---- Exercise materials

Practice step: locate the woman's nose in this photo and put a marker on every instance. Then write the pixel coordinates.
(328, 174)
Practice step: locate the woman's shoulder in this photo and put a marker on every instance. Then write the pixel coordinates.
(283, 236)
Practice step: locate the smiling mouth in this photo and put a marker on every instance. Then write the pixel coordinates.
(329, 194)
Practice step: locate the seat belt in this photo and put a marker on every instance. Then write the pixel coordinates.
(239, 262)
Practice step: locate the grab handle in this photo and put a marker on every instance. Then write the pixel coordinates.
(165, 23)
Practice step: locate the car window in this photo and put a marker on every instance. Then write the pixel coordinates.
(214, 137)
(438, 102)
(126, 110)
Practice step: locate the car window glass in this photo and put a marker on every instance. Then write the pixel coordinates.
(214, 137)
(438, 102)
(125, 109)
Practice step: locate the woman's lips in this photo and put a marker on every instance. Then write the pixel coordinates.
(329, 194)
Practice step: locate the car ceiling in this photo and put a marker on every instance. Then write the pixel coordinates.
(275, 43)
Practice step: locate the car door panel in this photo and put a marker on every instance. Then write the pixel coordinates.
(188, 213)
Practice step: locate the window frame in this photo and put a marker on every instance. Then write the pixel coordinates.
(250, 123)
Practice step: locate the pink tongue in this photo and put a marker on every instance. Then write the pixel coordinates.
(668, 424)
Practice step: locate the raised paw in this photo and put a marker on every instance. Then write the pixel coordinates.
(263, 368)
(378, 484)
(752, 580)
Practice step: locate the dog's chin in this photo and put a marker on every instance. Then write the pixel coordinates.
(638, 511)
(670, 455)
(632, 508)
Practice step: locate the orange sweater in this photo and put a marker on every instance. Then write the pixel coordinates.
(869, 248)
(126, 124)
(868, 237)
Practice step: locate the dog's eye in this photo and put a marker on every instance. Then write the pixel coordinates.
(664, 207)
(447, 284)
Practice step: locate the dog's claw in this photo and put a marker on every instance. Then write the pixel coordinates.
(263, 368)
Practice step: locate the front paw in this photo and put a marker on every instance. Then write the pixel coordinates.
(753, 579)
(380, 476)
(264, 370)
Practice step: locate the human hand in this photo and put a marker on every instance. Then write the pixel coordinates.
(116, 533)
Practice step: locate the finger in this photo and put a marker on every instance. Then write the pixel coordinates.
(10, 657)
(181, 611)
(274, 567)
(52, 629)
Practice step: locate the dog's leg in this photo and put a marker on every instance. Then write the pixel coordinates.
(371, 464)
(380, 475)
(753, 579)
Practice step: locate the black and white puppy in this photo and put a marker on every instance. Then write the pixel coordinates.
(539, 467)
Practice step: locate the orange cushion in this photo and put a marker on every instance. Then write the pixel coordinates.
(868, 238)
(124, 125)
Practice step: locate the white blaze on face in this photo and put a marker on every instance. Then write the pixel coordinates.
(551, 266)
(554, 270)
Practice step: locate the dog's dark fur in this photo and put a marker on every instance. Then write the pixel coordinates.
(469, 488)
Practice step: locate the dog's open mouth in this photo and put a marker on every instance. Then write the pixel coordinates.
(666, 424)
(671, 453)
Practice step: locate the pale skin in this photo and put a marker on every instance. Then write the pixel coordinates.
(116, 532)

--------

A full, exact copy of the entries is the required answer.

## [Result]
Practice step: locate the woman's nose in this photo and put a marker on every instance. Then write the pixel coordinates.
(328, 174)
Practice step: locate the woman's shoulder in this photo and put a marker on every instance. Then write the pixel coordinates.
(283, 236)
Practice step: locate the smiling mouth in this photo and put a marker on every instance. Then write the pixel coordinates.
(329, 194)
Practice step: locate the seat belt in this photo and put a marker on every instance. Then write the pixel coordinates.
(239, 262)
Practice step: locate the grab handle in this photo and put a marker on every instance. Then write the pixel coordinates.
(165, 23)
Practice step: locate the car window in this photo and put a marker on every instance. Then write the pixel coordinates.
(214, 137)
(438, 102)
(126, 110)
Practice step: locate the car window glass in this photo and put a marker on every instance. Then write the pixel coordinates.
(214, 137)
(438, 102)
(125, 109)
Practice step: locate the woman's lips in this photo and put a marker on every instance. Then write the pixel coordinates.
(329, 194)
Practice step: locate the car ceiling in this photo and put a marker on every instance. Then write the pixel coordinates.
(275, 43)
Practice step: locate the car door panel in this photo and put a marker on every instance. Then write the pixel coordinates.
(188, 213)
Practice step: locate the window frame in this photo and put a marker on every instance. Then write the pixel coordinates.
(250, 123)
Practice step: locate the pink tongue in this photo and put a marker on every instance. Then write the pixel coordinates.
(668, 424)
Practice step: locate the raised paw in this photo and put a marker on every instance. Then write the pixel coordinates.
(263, 368)
(378, 484)
(752, 580)
Practice step: locate the dog's chin in this photo and put a marker on every instance. Then write the pixel coordinates.
(638, 511)
(670, 455)
(632, 508)
Practice step: locate the orange sweater in this photo and put a marker on every instance. Then write the pixel coordinates.
(869, 248)
(126, 124)
(868, 237)
Practice step: locate the dog's eye in this photo and put a marker on every instance. Then write the pixel coordinates.
(664, 207)
(447, 284)
Practice step: locate the dog's claw in this photo and put a marker on every instance. Then write the pixel coordinates.
(263, 368)
Practice step: locate the front paw in this photo and put a marker on every instance. Then write the pixel coordinates.
(753, 579)
(380, 476)
(264, 370)
Practice step: locate the human hand in this photo and put a marker on every instance. Then write the pixel coordinates.
(116, 533)
Practice step: locate the finger in this photo and put a marker on every instance. Then write the pixel coordinates.
(10, 657)
(181, 611)
(274, 567)
(52, 629)
Practice step: locate the dog's leg in this photo and put a marker on every instance. Then write the pixel coordinates.
(371, 464)
(380, 475)
(753, 579)
Practice step: locate the black and white puppy in this photo and put a marker on every instance. Then write the pixel coordinates.
(539, 467)
Practice step: locate the orange cushion in this photo and put a marker on every instance. Then write the pixel coordinates.
(868, 238)
(124, 125)
Practice step: locate the white blaze on face in this photo and put a marker on every instance. Then write the pixel coordinates.
(551, 266)
(554, 270)
Practice step: locate the dog's dark fur in this photo and put a marker on every instance. Then write the pixel coordinates.
(469, 488)
Practice step: locate the dog's open mouth in this photo and put a marker on every instance. Then write the pixel coordinates.
(666, 424)
(671, 453)
Practice step: locate the pale skin in this photo and put a marker on every instance. Then write the pixel coordinates.
(116, 532)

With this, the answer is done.